=== Begin Enclosure ===

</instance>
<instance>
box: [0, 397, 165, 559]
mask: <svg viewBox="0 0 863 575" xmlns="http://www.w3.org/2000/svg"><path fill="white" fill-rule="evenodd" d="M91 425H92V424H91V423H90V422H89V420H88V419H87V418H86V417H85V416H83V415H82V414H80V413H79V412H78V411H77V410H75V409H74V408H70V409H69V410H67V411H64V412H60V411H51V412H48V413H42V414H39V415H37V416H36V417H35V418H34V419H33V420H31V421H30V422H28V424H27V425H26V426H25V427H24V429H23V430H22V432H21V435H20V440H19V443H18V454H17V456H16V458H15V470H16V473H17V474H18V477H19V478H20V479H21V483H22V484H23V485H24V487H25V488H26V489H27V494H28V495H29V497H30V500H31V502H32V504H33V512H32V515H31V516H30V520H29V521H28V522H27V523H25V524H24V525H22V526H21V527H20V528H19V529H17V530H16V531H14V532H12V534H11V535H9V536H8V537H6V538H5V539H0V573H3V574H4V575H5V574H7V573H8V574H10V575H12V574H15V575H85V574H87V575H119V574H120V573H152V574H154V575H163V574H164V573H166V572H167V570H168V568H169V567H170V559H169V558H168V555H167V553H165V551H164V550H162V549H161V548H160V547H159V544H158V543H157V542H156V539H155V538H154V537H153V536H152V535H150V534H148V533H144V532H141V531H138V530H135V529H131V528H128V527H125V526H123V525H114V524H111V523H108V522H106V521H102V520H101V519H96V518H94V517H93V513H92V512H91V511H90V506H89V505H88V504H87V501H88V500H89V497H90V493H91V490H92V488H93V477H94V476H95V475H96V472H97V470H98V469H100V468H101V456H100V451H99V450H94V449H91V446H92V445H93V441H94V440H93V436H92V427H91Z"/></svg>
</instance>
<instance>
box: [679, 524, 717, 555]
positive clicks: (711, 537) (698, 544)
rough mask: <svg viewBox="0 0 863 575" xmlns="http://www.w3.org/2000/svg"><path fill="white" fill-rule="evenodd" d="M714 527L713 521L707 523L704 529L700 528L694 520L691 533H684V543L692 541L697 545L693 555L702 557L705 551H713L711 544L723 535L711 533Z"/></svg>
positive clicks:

=== End Enclosure ===

Can you set out the material above as a Markdown table with the columns Row and Material line, giving each line its own numbered row and omitting blank lines?

* Answer section *
| Row | Material line |
|---|---|
| 1 | </instance> |
| 2 | <instance> |
| 3 | box: [0, 397, 165, 559] |
| 4 | mask: <svg viewBox="0 0 863 575" xmlns="http://www.w3.org/2000/svg"><path fill="white" fill-rule="evenodd" d="M91 425H92V424H91V423H90V422H89V420H88V419H87V418H86V417H85V416H83V415H82V414H80V413H79V412H78V411H77V410H75V409H74V408H70V409H69V410H67V411H64V412H60V411H51V412H48V413H42V414H39V415H37V416H36V417H35V418H34V419H33V420H31V421H30V422H28V424H27V425H26V426H25V427H24V429H23V430H22V432H21V435H20V440H19V443H18V454H17V456H16V458H15V470H16V473H17V474H18V477H19V478H20V479H21V483H22V484H23V485H24V487H25V488H26V489H27V494H28V495H29V497H30V500H31V502H32V504H33V512H32V515H31V516H30V520H29V521H28V522H27V523H25V524H24V525H22V526H21V527H20V528H19V529H17V530H16V531H14V532H12V534H11V535H9V536H8V537H6V538H5V539H0V573H3V574H4V575H5V574H7V573H8V574H10V575H12V574H15V575H85V574H87V575H119V574H120V573H152V574H154V575H163V574H164V573H166V572H167V570H168V568H169V567H170V559H169V558H168V555H167V553H165V551H164V550H162V549H161V548H160V547H159V544H158V543H157V542H156V539H155V538H154V537H153V536H152V535H150V534H148V533H144V532H141V531H138V530H135V529H131V528H128V527H125V526H123V525H114V524H111V523H108V522H106V521H102V520H101V519H96V518H94V517H93V513H92V512H91V511H90V506H89V505H88V504H87V501H88V500H89V497H90V493H91V490H92V488H93V477H94V476H95V475H96V472H97V470H98V469H100V468H101V456H100V451H99V450H94V449H91V446H92V445H93V441H94V440H93V436H92V427H91Z"/></svg> |
| 5 | </instance> |
| 6 | <instance> |
| 7 | box: [679, 524, 717, 555] |
| 8 | positive clicks: (711, 537) (698, 544) |
| 9 | rough mask: <svg viewBox="0 0 863 575" xmlns="http://www.w3.org/2000/svg"><path fill="white" fill-rule="evenodd" d="M714 527L713 521L707 523L704 529L700 528L694 520L691 533H684V543L692 541L697 545L693 555L702 557L705 551H713L711 544L723 535L711 533Z"/></svg> |
| 10 | positive clicks: |